In the data below, copy word for word the lines beginning with the one containing "The scan above contains the wooden classroom" and running through the one containing "[320,323,334,344]", with both of those lines included.

++++++

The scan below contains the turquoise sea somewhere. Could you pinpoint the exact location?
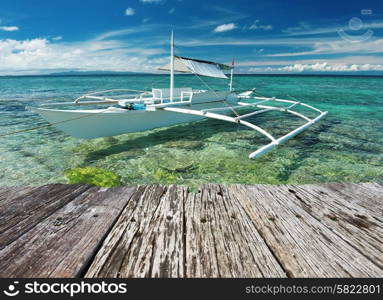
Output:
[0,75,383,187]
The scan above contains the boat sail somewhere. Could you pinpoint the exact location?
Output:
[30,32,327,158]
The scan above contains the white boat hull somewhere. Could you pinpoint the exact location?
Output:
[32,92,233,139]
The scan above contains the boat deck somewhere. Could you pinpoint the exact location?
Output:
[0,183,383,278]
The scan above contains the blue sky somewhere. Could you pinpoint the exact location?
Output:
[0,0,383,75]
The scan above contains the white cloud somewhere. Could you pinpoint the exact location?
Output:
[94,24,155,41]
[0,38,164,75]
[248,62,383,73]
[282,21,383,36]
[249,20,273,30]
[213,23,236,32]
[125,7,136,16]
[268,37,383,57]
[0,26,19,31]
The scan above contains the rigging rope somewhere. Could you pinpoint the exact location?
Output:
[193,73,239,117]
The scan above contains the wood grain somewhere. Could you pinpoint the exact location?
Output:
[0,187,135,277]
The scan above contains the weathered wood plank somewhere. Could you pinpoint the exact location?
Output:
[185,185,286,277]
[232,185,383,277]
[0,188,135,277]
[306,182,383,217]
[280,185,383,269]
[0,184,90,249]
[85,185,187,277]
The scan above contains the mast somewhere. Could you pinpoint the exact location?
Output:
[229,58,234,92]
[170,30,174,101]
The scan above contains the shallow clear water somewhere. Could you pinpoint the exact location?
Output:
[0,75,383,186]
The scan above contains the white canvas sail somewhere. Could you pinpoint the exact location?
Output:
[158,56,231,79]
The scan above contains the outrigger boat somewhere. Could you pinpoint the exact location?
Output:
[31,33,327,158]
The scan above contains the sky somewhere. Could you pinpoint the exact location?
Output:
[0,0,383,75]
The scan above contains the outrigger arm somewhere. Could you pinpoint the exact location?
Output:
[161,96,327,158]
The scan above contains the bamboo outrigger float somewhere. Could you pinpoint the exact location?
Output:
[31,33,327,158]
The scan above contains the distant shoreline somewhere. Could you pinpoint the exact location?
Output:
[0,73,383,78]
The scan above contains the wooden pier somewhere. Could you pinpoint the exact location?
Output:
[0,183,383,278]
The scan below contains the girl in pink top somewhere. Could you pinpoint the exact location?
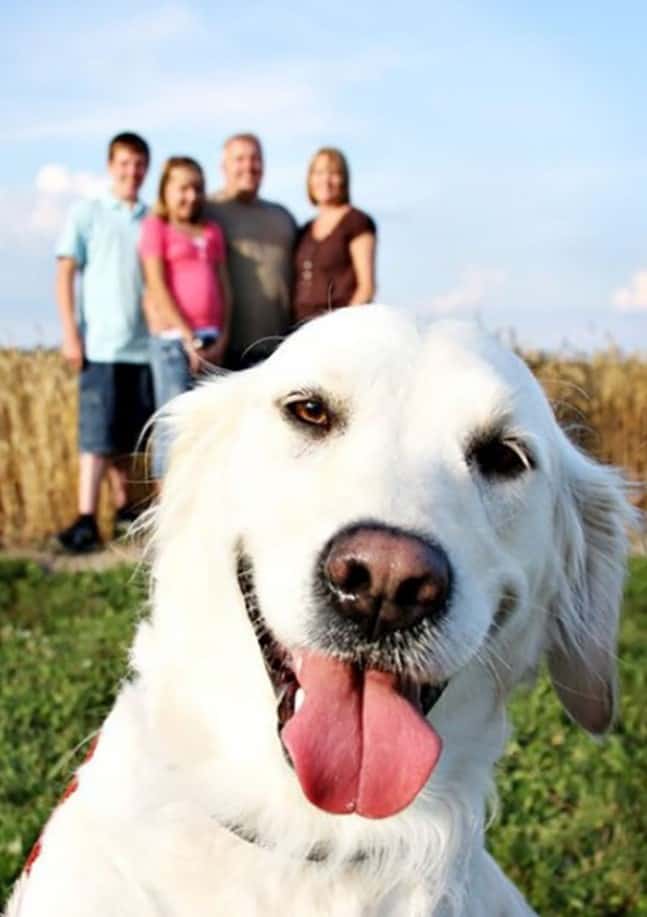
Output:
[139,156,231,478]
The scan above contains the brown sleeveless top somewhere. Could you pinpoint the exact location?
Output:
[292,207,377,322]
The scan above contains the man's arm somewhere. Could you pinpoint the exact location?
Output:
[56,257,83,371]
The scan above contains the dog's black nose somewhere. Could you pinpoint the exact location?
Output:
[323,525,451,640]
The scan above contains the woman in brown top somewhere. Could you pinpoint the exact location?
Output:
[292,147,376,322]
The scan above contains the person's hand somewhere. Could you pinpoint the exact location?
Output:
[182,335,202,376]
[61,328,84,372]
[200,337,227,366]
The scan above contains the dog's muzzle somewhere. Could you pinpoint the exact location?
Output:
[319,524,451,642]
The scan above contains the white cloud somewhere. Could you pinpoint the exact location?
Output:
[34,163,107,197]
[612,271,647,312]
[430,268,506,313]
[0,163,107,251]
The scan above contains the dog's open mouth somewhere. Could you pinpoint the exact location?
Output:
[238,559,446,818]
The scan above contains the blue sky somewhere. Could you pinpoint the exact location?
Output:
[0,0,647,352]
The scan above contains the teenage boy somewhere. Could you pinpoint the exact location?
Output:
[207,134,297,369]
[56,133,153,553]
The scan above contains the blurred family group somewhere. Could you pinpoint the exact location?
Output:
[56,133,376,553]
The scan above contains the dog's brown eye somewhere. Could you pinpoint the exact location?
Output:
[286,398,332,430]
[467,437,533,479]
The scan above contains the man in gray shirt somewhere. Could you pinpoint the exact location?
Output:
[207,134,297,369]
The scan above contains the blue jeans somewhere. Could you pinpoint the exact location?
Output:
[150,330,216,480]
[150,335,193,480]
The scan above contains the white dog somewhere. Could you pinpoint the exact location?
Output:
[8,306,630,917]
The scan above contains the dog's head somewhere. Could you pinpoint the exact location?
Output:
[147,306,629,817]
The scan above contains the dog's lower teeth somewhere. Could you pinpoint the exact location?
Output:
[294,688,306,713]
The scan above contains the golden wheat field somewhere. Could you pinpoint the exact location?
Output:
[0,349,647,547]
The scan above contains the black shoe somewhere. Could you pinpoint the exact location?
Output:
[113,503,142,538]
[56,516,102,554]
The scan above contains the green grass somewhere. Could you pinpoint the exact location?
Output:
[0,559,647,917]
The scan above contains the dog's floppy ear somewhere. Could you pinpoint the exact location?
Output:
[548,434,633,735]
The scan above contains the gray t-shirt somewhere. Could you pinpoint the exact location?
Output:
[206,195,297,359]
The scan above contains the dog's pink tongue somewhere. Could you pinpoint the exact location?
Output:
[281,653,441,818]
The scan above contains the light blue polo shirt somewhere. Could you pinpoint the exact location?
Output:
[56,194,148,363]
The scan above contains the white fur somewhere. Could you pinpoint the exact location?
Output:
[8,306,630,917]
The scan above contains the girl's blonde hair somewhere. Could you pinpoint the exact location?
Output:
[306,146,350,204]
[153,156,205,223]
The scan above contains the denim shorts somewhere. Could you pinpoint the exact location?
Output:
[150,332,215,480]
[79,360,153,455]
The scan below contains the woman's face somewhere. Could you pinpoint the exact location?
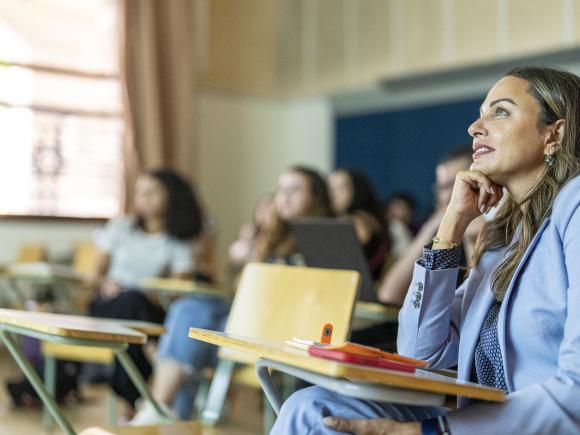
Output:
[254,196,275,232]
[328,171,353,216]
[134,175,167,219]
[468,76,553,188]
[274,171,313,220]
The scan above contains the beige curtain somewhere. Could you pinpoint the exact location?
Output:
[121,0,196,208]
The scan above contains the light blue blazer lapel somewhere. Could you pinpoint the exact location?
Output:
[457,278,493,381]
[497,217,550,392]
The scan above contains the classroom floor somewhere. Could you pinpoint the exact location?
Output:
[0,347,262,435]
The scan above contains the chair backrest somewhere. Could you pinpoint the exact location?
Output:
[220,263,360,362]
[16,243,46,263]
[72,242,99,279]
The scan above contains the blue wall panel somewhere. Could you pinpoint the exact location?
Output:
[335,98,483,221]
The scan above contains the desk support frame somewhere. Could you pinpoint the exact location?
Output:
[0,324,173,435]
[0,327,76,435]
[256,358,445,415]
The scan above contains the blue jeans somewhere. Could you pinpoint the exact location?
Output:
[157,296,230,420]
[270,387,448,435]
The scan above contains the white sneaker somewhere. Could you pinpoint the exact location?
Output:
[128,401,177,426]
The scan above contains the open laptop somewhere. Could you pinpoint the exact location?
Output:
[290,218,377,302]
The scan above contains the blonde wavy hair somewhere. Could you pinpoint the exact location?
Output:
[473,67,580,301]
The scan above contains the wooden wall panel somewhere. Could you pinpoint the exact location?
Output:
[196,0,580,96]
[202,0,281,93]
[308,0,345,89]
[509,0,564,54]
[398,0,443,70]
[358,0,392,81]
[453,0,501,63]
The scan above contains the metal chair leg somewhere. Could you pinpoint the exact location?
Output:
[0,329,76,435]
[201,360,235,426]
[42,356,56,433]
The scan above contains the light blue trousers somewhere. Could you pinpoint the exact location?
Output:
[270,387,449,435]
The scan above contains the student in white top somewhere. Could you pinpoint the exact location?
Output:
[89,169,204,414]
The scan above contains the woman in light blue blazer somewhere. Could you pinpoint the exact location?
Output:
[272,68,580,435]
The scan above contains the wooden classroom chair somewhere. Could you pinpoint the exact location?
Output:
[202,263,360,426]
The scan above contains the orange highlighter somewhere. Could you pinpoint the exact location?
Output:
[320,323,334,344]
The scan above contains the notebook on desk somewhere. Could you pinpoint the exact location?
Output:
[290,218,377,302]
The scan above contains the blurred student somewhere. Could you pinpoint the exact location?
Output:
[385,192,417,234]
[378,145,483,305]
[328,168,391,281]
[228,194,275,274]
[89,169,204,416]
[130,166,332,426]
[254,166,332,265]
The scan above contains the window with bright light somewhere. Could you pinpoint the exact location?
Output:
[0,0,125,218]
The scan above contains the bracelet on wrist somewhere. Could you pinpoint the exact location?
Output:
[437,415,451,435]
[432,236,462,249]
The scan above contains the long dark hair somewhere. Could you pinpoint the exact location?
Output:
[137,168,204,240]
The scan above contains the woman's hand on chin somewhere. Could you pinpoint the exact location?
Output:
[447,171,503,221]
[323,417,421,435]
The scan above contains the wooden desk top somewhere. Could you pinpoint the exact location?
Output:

++++++

* [Completed task]
The scan above contains the wooden classroom chair somewhere. Could you pinpoint the exact location?
Output:
[202,263,360,426]
The scan above contains the orange highlighter somewhere. Could you pinpoint the exact location?
Output:
[320,323,334,344]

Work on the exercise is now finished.